Exercise passage =>
= = = = =

And it’s never really died down.

A series of barn arsons lit up Lancaster County in 2001 and 2002, striking fear into the hearts of many local farmers, both Amish and non-Amish. It also reminded many of what had happened just ten years earlier in Mifflin County, Pennsylvania.

One frightening night in March of 1992, an arsonist drove around the Amish settlement of Big Valley. In just two hours, he (or they) set fire to seven barns, killing one hundred and seventy-seven horses and cows, causing more than a million dollars in damage. What fascinated the news people wasn’t so much the scale of the destruction. Outside reporters were used to big tragedies. It was the way everyone, Amish and non-Amish, pitched in together to rebuild everything.

That was a spring of barn-raisings in Mifflin County. Nearly $700,000 was raised by the community and outsiders. The national reporters could barely believe their ears when they asked an Amish farmer if he wanted the arsonist caught and he replied with a shrug: “Only if he wants to do it again.”

Asked what penalty might be appropriate, another man said he’d like to have him to dinner, show him how they lived and ask why he did this to them.

L
ynn Rich and Kevin Rehm were the first to go on trial. The jury was assembled at the Adams County courthouse in downtown Decatur. Judge Herman Busse, who’d come in from Fort Wayne to handle the trial, took the bench. The courtroom was crowded with relatives and friends of the accused. No Amish were there.

Dan Sigler, the Adams County prosecutor, made his opening statement. He laid out what had happened on Tile Mill Road that night and gave a brief overview of all the evidence he had. It was a strong opening statement, everyone in the courtroom agreed. Then Sigler sat down, and it was time for the defense lawyers to speak. Instead, they asked the judge for a brief recess. The lawyers all went into a back room for a private conversation.

If the boys pleaded guilty, the defense lawyers asked Sigler, what kind of deal could they get? Would he reduce the charges? Would he recommend a lighter sentence? Would he say something nice about the boys to the judge?

No, no and no, Sigler said.

The best he could do, the prosecutor told the defense lawyers, was to make no recommendation about how long a sentence Judge Busse should impose. The boys’ fate would be left entirely in the judge’s hands.

It wasn’t much, but the defense lawyers knew it offered one big benefit: The prosecutor wouldn’t get to introduce all the evidence he had about all the claping Rich and Rehm had done—that night and earlier.

They had a deal.

The judge broke the news to the jurors. “You jurors don’t have
to divine this issue,” he told them. “The monkey is now on my back.”

= = = = =

Exercise data =>
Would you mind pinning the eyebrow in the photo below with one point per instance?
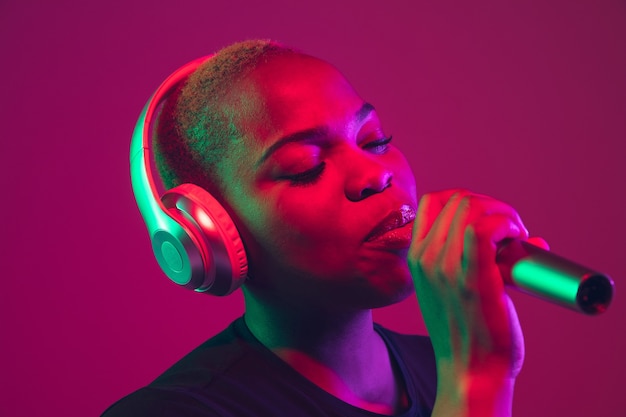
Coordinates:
(312, 134)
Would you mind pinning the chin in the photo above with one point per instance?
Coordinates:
(388, 289)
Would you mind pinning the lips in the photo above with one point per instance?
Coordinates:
(394, 220)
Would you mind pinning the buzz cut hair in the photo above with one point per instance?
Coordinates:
(193, 132)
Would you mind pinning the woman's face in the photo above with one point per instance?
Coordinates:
(325, 204)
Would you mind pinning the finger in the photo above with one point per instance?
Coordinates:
(474, 208)
(480, 245)
(428, 209)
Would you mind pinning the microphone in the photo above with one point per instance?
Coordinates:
(543, 274)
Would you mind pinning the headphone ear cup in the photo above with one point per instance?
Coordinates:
(215, 235)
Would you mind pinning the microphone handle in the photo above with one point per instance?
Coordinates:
(543, 274)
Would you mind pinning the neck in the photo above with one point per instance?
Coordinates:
(337, 350)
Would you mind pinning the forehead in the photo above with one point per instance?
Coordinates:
(289, 93)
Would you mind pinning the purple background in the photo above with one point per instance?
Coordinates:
(525, 102)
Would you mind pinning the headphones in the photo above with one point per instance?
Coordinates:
(193, 238)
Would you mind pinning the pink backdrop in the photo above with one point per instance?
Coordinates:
(523, 102)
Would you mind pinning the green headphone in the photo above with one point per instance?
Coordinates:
(193, 238)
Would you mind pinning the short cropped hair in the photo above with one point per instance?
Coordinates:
(193, 132)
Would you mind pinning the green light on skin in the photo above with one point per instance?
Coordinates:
(546, 281)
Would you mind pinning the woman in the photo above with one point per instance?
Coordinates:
(327, 210)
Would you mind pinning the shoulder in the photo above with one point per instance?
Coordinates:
(416, 359)
(154, 402)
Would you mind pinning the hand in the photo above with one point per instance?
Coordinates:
(472, 323)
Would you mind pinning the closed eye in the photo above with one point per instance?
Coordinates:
(308, 177)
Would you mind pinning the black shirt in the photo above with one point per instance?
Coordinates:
(233, 374)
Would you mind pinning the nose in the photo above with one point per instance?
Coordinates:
(366, 177)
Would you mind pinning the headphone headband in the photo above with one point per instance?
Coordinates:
(193, 238)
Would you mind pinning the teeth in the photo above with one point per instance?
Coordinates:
(408, 213)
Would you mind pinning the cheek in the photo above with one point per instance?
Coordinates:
(403, 174)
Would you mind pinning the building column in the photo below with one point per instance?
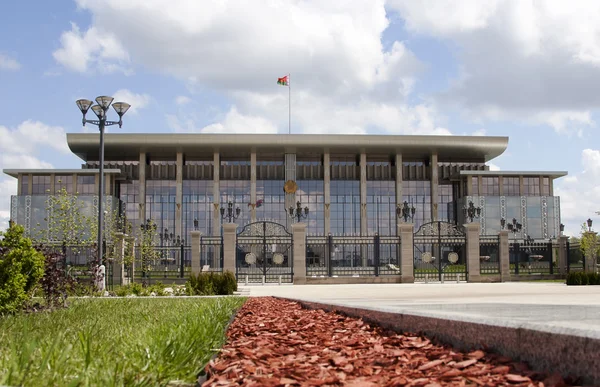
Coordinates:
(363, 204)
(327, 191)
(216, 194)
(562, 254)
(473, 263)
(504, 255)
(179, 196)
(399, 178)
(195, 243)
(590, 255)
(434, 186)
(290, 174)
(229, 241)
(407, 265)
(253, 186)
(142, 185)
(299, 236)
(119, 258)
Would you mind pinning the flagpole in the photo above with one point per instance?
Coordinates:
(290, 105)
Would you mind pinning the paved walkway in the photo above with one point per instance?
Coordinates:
(544, 306)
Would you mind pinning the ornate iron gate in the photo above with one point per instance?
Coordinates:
(264, 252)
(440, 252)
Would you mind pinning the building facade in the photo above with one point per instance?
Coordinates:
(351, 184)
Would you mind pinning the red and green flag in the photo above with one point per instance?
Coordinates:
(285, 81)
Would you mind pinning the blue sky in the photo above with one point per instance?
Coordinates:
(524, 69)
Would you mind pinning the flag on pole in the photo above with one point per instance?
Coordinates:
(285, 81)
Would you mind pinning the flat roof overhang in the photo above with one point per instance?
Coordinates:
(164, 146)
(15, 172)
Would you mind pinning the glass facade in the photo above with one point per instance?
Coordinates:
(270, 201)
(160, 203)
(345, 207)
(381, 207)
(197, 204)
(311, 194)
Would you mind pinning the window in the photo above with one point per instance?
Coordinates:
(41, 185)
(531, 186)
(63, 182)
(511, 186)
(86, 185)
(489, 186)
(24, 184)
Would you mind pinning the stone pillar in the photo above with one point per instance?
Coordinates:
(407, 265)
(131, 242)
(562, 254)
(229, 241)
(118, 260)
(504, 255)
(299, 235)
(195, 243)
(327, 191)
(142, 185)
(473, 264)
(399, 177)
(216, 194)
(253, 186)
(179, 196)
(434, 186)
(590, 255)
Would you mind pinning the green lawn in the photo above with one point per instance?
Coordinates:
(108, 342)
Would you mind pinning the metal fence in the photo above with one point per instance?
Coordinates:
(532, 258)
(163, 262)
(355, 256)
(489, 254)
(575, 257)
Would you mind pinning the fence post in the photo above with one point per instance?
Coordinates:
(504, 252)
(299, 251)
(229, 241)
(589, 265)
(563, 246)
(376, 254)
(196, 264)
(407, 265)
(118, 264)
(473, 263)
(330, 252)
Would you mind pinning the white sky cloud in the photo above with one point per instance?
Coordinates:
(95, 49)
(8, 63)
(579, 192)
(518, 59)
(137, 101)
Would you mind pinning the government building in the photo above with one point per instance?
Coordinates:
(350, 184)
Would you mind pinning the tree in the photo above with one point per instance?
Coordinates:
(21, 267)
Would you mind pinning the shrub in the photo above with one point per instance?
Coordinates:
(206, 284)
(583, 278)
(21, 267)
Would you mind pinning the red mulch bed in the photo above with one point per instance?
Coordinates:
(275, 342)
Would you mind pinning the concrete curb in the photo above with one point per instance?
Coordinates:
(567, 354)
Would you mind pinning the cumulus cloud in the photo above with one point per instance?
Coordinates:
(95, 49)
(332, 50)
(515, 62)
(8, 63)
(137, 101)
(579, 192)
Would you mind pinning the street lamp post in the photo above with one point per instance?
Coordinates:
(298, 212)
(103, 103)
(230, 214)
(405, 211)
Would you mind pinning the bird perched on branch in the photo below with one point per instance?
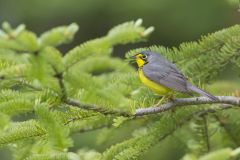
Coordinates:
(162, 76)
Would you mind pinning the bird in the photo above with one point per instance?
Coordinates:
(163, 77)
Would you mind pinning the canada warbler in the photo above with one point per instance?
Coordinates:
(162, 76)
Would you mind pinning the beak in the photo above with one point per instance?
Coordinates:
(132, 59)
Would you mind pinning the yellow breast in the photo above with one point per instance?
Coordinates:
(161, 90)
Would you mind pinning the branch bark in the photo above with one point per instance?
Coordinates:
(226, 101)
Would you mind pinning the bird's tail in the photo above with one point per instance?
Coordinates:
(201, 92)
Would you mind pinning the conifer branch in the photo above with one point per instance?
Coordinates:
(227, 102)
(96, 108)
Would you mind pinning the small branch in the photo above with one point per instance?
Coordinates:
(59, 76)
(229, 100)
(228, 132)
(226, 101)
(92, 107)
(206, 134)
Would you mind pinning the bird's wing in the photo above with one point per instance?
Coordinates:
(167, 75)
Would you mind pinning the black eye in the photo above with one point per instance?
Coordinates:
(144, 56)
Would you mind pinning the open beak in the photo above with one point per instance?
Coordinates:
(132, 59)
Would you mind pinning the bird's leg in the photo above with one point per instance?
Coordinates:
(167, 97)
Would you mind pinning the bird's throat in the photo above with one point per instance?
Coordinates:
(140, 62)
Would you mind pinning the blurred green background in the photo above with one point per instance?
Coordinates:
(174, 22)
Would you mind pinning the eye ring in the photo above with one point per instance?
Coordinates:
(144, 56)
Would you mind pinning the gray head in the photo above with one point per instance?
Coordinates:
(145, 57)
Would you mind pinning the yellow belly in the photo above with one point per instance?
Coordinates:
(161, 90)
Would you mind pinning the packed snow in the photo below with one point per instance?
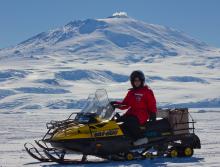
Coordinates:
(20, 127)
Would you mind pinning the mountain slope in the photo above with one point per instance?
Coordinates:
(63, 65)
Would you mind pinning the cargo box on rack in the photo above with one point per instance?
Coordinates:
(178, 119)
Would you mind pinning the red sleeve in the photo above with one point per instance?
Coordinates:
(125, 103)
(151, 102)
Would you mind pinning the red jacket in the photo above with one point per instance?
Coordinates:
(140, 103)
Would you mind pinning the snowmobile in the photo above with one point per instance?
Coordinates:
(95, 131)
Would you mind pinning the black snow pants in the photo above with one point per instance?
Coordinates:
(131, 126)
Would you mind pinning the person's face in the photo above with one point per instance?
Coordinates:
(137, 82)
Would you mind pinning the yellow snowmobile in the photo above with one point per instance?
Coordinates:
(96, 131)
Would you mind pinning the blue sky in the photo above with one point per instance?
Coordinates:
(21, 19)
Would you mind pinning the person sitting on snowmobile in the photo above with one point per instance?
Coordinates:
(141, 105)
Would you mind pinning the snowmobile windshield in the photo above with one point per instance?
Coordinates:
(99, 105)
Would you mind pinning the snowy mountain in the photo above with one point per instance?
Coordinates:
(59, 68)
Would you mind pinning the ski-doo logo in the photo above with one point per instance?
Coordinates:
(110, 132)
(138, 96)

= = = = =

Exercise requirements =>
A) List every person whom the passage about the barn arsons and the Decatur trial identifies by full name.
B) Pick up the passage about the barn arsons and the Decatur trial right after the judge's words to the jurors, and carry it forward.

Answers to the problems =>
A) Lynn Rich, Kevin Rehm, Herman Busse, Dan Sigler

B)
He delayed the sentencing for a month, giving the county probation department time to write a pre-sentence report. It contained a lot of information that was favorable to the boys. It included letters from friends, employers—even their Sunday school teachers. It noted that the young men’s families had reimbursed the Schwartzes for their medical and funeral expenses. It added that the dead baby’s father, Levi, “held no malice.”

There was even a letter from an Amish bishop saying that the kids had done wrong but adding:

“We believe that the four boys have suffered and suffered heavily since the crime, and they have more than paid for what they did.” What the Amish community really wanted in this case, the bishop said, was “that it doesn’t happen again.”

Finally, sentencing day arrived. Under the charges the boys were facing, Indiana law said the judge could give them up to eight years in prison. Again, the courtroom was crowded with the boys’ friends and relatives—and no Amish at all.

Judge Busse said he knew the Amish. They were good people. He said more people should be like the Amish. They don’t believe in vengeance, he said. He said that in reaching a sentence, he was influenced by the spirit of the Amish.

Then he looked down from the bench at Rich and Rehm and their lawyers and handed the sentences down.

Five years in prison and $5,000 fines.

Then the judge suspended the prison term, meaning neither boy would have to spend a day in prison.

That wasn’t the end of it, of course. In a way, these stories never end.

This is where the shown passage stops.